### What this task involves:
Look below for the line with "point: hillside vegetation", then repeat it and all lines after it, exactly, minus any pictures.

Begin Provided data

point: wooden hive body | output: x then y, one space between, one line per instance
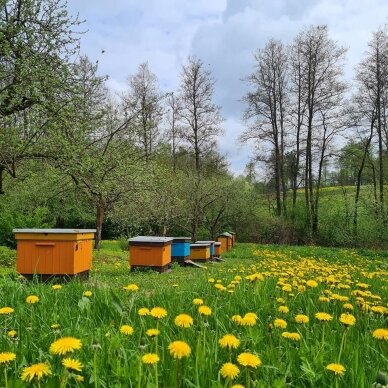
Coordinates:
54 251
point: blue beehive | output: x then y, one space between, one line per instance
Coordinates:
180 251
212 247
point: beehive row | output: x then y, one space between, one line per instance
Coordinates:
68 252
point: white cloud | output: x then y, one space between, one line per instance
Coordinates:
223 33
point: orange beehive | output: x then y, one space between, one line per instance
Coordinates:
200 252
217 249
233 234
226 241
148 251
50 252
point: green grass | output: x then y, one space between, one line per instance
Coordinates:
112 359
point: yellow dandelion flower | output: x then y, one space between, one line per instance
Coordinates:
183 320
204 310
32 299
324 317
379 309
179 349
229 371
280 323
348 319
301 318
287 288
152 332
150 358
237 318
158 312
143 311
126 329
291 336
6 357
229 341
65 345
6 310
12 333
283 309
381 334
249 359
131 287
247 320
337 369
311 283
37 371
73 364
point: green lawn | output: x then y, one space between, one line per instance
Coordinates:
277 276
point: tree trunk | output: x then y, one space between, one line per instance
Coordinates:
277 181
99 221
358 186
2 169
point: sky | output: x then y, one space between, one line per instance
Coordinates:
225 34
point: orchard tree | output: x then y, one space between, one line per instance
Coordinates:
37 39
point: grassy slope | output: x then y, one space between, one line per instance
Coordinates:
113 359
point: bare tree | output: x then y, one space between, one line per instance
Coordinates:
372 77
173 130
266 111
297 114
142 103
323 91
200 117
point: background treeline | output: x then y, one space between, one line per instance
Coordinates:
73 154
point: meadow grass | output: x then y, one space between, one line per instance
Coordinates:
280 277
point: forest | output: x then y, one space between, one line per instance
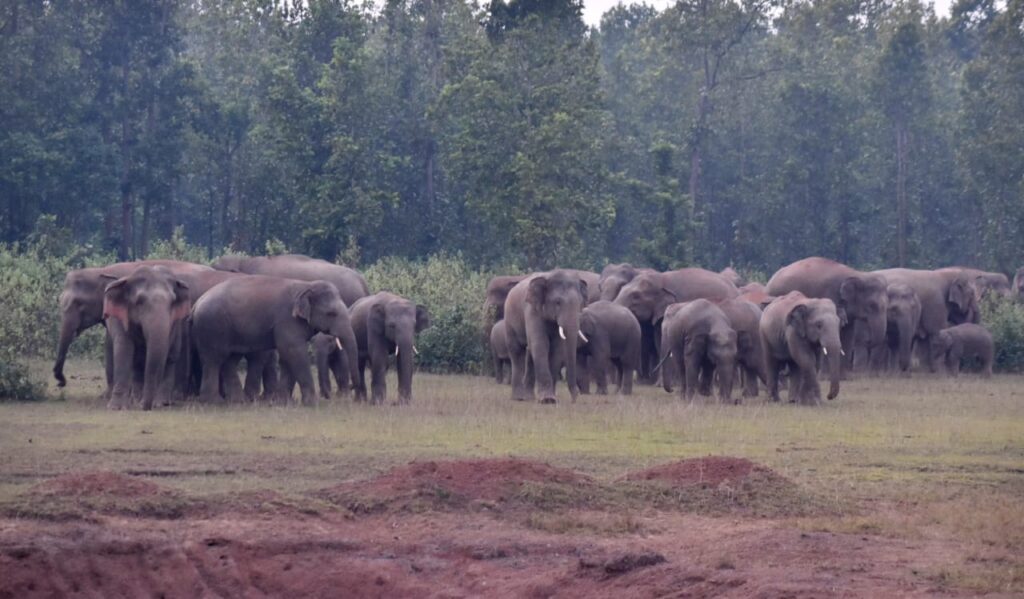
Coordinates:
714 132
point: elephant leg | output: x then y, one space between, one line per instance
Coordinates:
229 379
123 366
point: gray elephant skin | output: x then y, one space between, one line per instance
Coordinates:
946 298
348 282
612 345
542 315
386 324
744 317
255 313
795 331
82 305
698 337
500 353
967 341
145 314
859 297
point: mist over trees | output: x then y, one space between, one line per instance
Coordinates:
750 132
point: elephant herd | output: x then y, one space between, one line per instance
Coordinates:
176 328
697 329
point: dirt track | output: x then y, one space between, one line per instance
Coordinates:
493 527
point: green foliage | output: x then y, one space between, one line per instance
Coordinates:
1005 319
454 293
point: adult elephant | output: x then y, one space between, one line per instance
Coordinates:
860 298
384 324
349 283
699 339
611 346
744 317
255 313
82 305
648 294
985 282
145 313
946 298
542 315
795 331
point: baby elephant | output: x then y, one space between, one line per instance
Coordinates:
699 338
386 324
965 341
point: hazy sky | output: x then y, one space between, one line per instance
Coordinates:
593 9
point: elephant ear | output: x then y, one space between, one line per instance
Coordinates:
537 291
375 322
666 299
116 301
422 317
182 301
302 308
798 319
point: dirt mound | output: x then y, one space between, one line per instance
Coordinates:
710 471
98 483
456 482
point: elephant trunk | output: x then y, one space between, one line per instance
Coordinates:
835 349
569 327
403 364
69 331
158 341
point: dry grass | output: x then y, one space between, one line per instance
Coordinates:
926 457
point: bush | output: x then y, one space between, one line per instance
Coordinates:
454 295
1005 318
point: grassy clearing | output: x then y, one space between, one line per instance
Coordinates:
923 457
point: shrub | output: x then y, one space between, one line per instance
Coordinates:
1005 318
454 295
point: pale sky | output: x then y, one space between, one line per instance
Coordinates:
593 9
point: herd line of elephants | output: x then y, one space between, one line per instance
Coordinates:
177 328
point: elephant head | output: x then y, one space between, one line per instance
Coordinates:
558 298
962 300
81 307
398 321
903 316
320 305
646 298
814 326
864 299
498 291
150 303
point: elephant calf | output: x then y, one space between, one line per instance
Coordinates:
701 340
794 331
966 341
612 343
500 352
384 324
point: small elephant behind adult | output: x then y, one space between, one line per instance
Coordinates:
968 341
500 353
254 313
744 317
611 346
331 360
145 314
698 337
795 331
386 324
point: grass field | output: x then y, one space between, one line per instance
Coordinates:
909 458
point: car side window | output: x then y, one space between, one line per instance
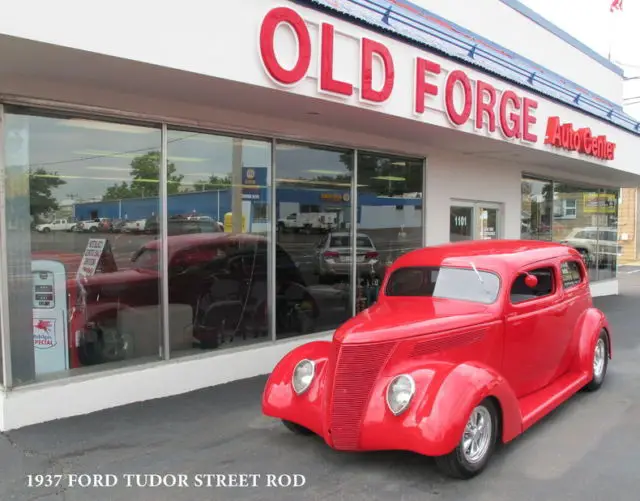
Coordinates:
521 292
571 274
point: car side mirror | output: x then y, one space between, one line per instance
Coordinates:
531 281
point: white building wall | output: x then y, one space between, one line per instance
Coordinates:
63 25
499 23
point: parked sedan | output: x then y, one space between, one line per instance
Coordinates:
333 256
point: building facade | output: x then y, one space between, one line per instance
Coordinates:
186 202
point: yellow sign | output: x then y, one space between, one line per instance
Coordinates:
228 223
599 203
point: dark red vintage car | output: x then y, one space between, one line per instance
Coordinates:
469 345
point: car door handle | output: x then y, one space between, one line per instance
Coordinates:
562 311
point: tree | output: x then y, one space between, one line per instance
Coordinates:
145 174
213 183
41 185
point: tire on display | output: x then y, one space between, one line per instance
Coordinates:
600 362
477 443
296 428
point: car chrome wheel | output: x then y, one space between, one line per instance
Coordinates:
599 359
477 435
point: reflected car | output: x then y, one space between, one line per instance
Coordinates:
220 277
332 258
595 243
468 346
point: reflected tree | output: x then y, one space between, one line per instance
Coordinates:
213 183
145 173
41 185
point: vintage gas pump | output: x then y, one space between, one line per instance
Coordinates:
50 329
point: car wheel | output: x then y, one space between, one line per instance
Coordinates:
600 362
476 446
296 428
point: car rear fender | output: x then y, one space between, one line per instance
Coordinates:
451 398
279 400
586 333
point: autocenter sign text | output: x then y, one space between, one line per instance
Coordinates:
506 111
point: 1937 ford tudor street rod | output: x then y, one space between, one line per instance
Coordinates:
468 346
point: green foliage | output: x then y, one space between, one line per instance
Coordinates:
145 173
41 184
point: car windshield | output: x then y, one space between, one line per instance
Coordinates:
464 284
345 241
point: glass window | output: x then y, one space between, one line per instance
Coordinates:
571 274
537 201
218 203
586 219
79 195
464 284
389 217
520 291
314 185
609 244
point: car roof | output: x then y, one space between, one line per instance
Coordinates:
178 242
500 256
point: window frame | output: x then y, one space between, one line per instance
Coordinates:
535 300
581 272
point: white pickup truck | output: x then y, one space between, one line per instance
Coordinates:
56 225
308 222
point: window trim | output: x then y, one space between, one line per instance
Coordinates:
449 266
580 271
535 299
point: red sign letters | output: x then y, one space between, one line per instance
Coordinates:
488 108
510 113
581 140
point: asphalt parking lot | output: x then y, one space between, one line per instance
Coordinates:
585 450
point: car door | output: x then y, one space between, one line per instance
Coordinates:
533 317
576 300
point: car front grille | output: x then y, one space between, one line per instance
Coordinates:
356 370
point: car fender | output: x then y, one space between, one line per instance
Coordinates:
586 332
279 400
446 393
451 399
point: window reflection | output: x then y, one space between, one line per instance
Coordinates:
218 227
537 203
313 268
78 195
585 218
389 218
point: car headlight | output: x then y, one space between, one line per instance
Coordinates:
303 375
400 392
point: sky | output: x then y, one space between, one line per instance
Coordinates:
591 22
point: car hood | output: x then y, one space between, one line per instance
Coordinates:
402 318
123 278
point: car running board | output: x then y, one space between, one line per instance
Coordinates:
535 406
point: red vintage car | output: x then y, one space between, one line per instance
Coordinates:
468 346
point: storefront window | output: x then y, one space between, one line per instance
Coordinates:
218 227
609 243
389 221
581 220
79 197
313 257
537 204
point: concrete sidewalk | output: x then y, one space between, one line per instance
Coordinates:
582 451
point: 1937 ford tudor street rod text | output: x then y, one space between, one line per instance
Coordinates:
469 345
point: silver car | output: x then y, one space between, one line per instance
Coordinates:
333 256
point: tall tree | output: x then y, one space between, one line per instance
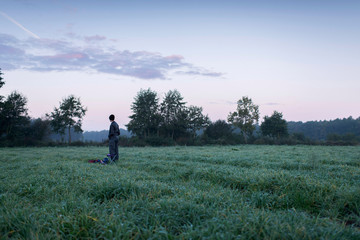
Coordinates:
1 79
13 116
1 84
219 129
145 119
173 114
196 119
274 126
245 117
69 115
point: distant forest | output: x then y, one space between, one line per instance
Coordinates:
313 130
166 121
322 130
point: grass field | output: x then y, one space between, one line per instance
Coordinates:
217 192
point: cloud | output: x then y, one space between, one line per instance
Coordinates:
94 38
63 55
19 25
272 104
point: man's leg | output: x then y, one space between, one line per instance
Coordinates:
116 149
112 148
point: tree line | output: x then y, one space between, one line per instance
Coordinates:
17 128
169 122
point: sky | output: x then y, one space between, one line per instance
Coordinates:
297 57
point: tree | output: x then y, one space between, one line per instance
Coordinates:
1 84
196 119
69 115
173 114
274 126
146 118
1 79
13 116
218 129
245 117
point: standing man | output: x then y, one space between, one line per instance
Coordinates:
114 133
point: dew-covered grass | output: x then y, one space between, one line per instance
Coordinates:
215 192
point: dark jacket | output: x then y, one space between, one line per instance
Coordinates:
114 130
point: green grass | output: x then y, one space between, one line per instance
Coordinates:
231 192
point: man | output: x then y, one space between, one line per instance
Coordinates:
114 133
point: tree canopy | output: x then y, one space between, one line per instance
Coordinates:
274 126
245 117
69 115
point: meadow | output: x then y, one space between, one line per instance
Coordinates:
213 192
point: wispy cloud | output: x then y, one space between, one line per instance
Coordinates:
64 55
94 38
272 104
19 25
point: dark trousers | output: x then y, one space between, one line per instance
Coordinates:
114 148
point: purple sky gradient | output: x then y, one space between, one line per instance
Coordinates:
300 58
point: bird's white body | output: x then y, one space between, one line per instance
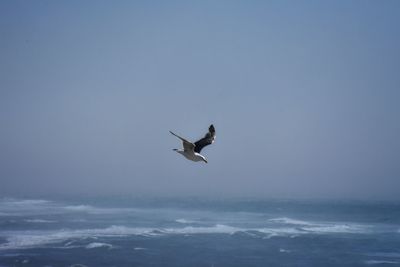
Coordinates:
191 151
194 156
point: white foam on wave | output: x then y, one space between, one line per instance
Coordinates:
337 228
322 227
99 245
27 239
286 220
184 221
79 208
23 202
373 262
39 221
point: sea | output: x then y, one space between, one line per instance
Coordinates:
132 231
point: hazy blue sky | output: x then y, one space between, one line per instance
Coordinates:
304 96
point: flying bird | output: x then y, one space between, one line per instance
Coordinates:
191 150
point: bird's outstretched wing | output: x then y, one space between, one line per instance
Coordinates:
208 139
186 144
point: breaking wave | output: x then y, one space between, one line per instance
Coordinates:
286 220
28 239
99 245
39 221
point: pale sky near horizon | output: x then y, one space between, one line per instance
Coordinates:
304 96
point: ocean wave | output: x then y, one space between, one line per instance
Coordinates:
79 208
337 228
286 220
99 245
22 202
34 238
373 262
39 221
184 221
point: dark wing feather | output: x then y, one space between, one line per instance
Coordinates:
208 139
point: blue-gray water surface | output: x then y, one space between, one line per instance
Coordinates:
125 231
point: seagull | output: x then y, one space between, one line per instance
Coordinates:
191 150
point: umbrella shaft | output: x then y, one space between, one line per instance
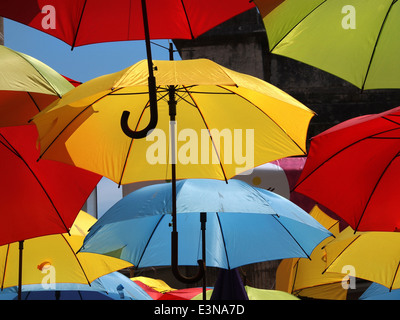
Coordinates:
21 248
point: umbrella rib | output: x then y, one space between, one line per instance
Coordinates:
148 241
79 24
340 253
33 100
376 44
76 257
16 153
223 240
38 71
295 240
374 189
209 133
5 267
284 36
304 151
187 19
394 277
68 124
131 143
299 182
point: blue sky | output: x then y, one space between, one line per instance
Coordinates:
82 64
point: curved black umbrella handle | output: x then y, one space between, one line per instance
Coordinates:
153 115
174 263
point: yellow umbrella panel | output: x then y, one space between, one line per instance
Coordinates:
226 123
52 259
305 277
372 256
27 86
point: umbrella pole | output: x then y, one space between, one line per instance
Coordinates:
174 233
152 89
203 220
21 249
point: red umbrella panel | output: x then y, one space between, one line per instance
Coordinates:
37 197
354 170
82 22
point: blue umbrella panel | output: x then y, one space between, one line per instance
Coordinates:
244 225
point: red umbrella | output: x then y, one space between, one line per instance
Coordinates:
37 197
81 22
354 170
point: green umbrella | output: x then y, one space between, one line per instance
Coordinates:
356 40
27 86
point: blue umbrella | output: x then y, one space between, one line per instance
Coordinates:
244 225
113 286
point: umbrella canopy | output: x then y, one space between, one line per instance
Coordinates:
75 21
26 87
378 292
38 198
226 123
357 41
244 225
353 169
304 277
112 286
257 294
372 255
52 259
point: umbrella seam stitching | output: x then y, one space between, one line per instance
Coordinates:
274 216
148 242
262 111
209 133
374 189
223 239
295 26
38 71
76 257
68 124
352 242
376 44
337 153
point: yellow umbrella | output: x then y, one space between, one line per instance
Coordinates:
212 123
256 294
372 256
227 123
27 86
303 277
53 259
156 284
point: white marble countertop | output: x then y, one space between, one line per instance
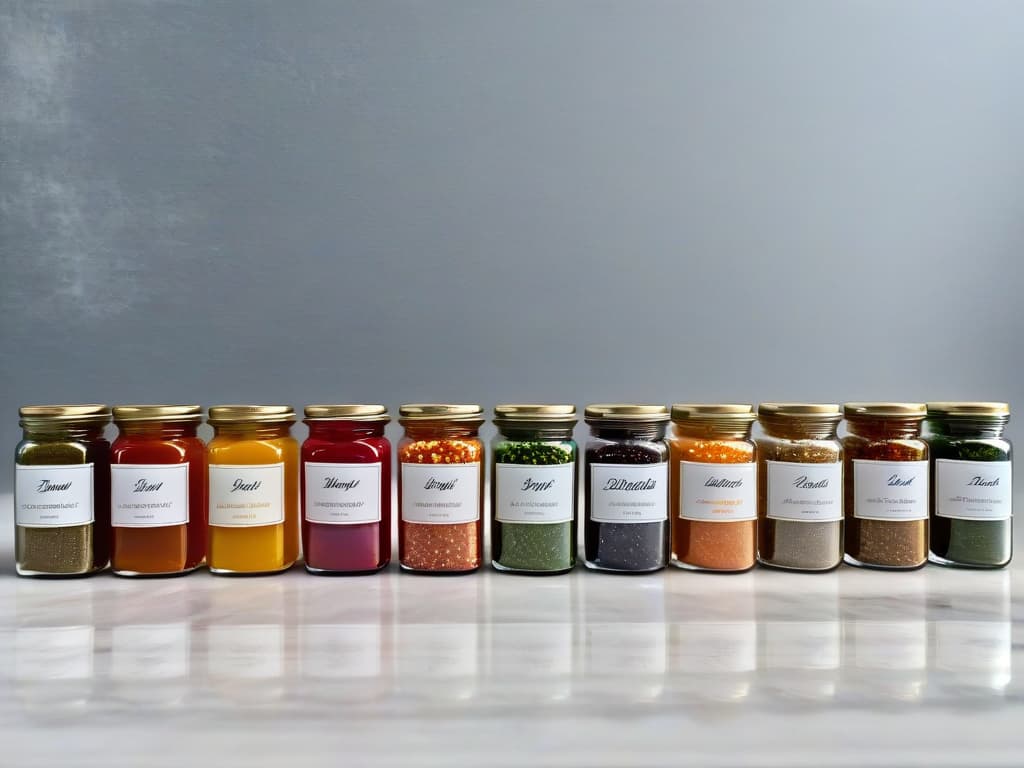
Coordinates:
765 669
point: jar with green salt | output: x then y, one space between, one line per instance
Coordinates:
972 471
534 489
62 491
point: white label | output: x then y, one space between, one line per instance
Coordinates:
343 494
157 651
535 494
245 495
148 495
440 493
718 493
54 496
890 491
973 491
629 493
805 492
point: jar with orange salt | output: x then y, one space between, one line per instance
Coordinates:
713 487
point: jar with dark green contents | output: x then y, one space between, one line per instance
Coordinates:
534 489
62 491
972 496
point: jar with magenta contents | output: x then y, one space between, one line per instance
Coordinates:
886 485
158 491
346 489
800 486
534 489
440 488
254 489
972 476
62 491
627 488
713 488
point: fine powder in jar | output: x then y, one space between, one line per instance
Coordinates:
625 546
451 547
884 543
714 546
797 544
529 546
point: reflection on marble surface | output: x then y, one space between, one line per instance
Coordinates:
769 668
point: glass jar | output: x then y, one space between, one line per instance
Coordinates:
158 491
346 489
254 489
713 493
800 486
972 495
440 488
62 491
626 483
534 489
885 476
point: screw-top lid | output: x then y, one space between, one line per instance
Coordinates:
440 412
346 413
92 413
250 414
955 410
819 412
626 412
158 413
884 410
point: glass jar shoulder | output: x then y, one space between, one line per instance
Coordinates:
711 451
800 451
884 449
970 449
360 451
627 451
35 452
423 450
539 452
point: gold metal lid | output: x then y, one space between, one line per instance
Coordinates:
535 413
250 414
969 410
885 410
92 413
626 412
346 413
158 413
440 412
735 413
823 412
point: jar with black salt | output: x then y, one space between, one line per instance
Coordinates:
800 486
886 485
626 488
62 491
534 489
972 496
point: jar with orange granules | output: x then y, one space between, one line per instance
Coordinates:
713 487
440 488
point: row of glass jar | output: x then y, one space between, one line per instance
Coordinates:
160 502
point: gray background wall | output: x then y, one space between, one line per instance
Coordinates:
509 201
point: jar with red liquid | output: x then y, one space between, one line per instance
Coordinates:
158 491
440 488
346 489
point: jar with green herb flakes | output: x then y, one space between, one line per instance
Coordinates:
972 496
62 491
534 489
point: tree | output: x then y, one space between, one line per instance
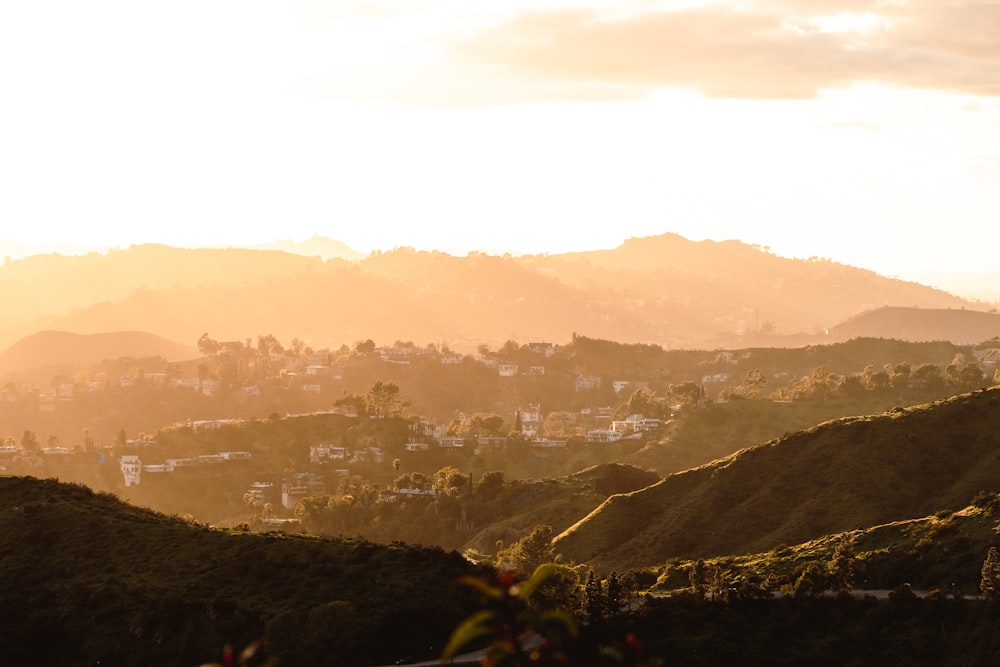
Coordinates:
842 567
699 576
686 393
595 600
559 591
990 582
530 552
813 580
29 441
207 346
384 400
753 383
643 402
614 594
507 617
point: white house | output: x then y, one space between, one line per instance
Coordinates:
131 469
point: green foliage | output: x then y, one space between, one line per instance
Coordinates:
990 582
530 552
507 618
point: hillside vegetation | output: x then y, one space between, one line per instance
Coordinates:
90 580
840 475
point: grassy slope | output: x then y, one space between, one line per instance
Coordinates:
89 579
841 475
558 503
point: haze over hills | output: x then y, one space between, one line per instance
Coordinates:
841 475
53 349
664 290
963 327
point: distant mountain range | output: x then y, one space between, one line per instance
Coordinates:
58 351
664 290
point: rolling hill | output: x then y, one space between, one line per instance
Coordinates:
91 580
47 351
964 327
840 475
663 289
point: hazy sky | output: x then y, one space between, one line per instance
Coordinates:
867 132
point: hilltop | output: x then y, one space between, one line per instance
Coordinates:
664 289
964 327
840 475
51 353
89 579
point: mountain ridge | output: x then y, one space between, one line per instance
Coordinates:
662 289
836 476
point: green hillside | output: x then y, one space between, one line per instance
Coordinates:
841 475
90 580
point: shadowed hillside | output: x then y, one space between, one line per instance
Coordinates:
90 580
840 475
965 327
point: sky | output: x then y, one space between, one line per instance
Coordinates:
863 132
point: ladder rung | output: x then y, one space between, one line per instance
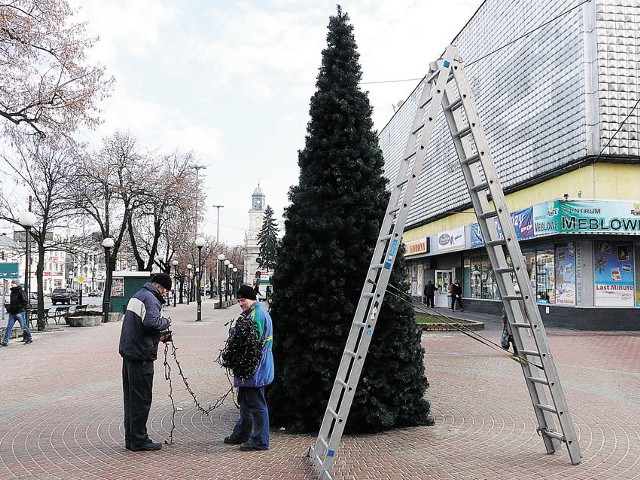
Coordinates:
480 187
548 408
343 384
512 297
471 159
401 184
540 380
521 325
532 353
493 243
504 270
463 132
487 215
552 434
455 104
418 129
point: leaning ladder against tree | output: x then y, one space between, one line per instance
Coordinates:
447 85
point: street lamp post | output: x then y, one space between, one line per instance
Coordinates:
218 242
234 280
189 267
219 278
226 280
107 243
199 243
175 280
28 220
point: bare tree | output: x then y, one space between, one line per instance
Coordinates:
162 224
111 185
45 172
46 86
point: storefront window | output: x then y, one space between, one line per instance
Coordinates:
613 274
545 275
482 283
565 274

End Provided data

### Response:
point: hillside vegetation | output: x then y, one space between, one line per instance
Coordinates:
90 580
840 475
point: grassy slope | output: x then y, one space between, one line per instance
Coordinates:
89 579
841 475
558 503
point: haze over hills | output: x then y, one space between, one line per instance
Coordinates:
841 475
53 349
664 290
963 327
point: distant mountain range | output: x then y, one space between, one line per instance
Coordinates:
58 351
664 290
point: rolling hill | output: x then y, one space between, one line per instance
Coordinates:
91 580
47 351
964 327
840 475
663 289
point: hazy sky | output: x then y, one space between, one line per instance
Coordinates:
867 132
point: hilltop | output: x then y, one space between, one line per instance
Coordinates:
664 289
964 327
840 475
51 353
89 579
point: mountain ridge | output: x then y, one space between, one line per instance
Coordinates:
662 289
836 476
point: green hillside | output: x then y, one space between, one line per instance
Coordinates:
841 475
90 580
point: shadowed hillside | output: x then y, one space between, one line per instance
Coordinates:
90 580
840 475
965 327
point: sky | output: x then y, one space between, one line per instance
Coordinates:
863 132
point: ladder rung | output: x then y, one space between, one line per instance
Coordinates:
480 187
548 408
343 384
512 297
471 159
401 184
540 380
521 325
532 353
493 243
504 270
463 132
487 215
552 434
455 104
418 129
point: leaning ladder against tree | output: x then y, one space between, one line per instance
Coordinates:
447 85
point: street lamp post | output: x then y, one space between, one line per instance
Coordinates:
218 242
234 280
189 267
219 278
226 280
107 243
199 243
175 280
28 220
point: bare tree | output: x then y, one space between, one line per instance
Coordinates:
162 224
111 185
45 172
46 86
point: storefront window | output: x then y, one space between, one line per instance
Coordinates:
613 274
545 275
482 283
565 274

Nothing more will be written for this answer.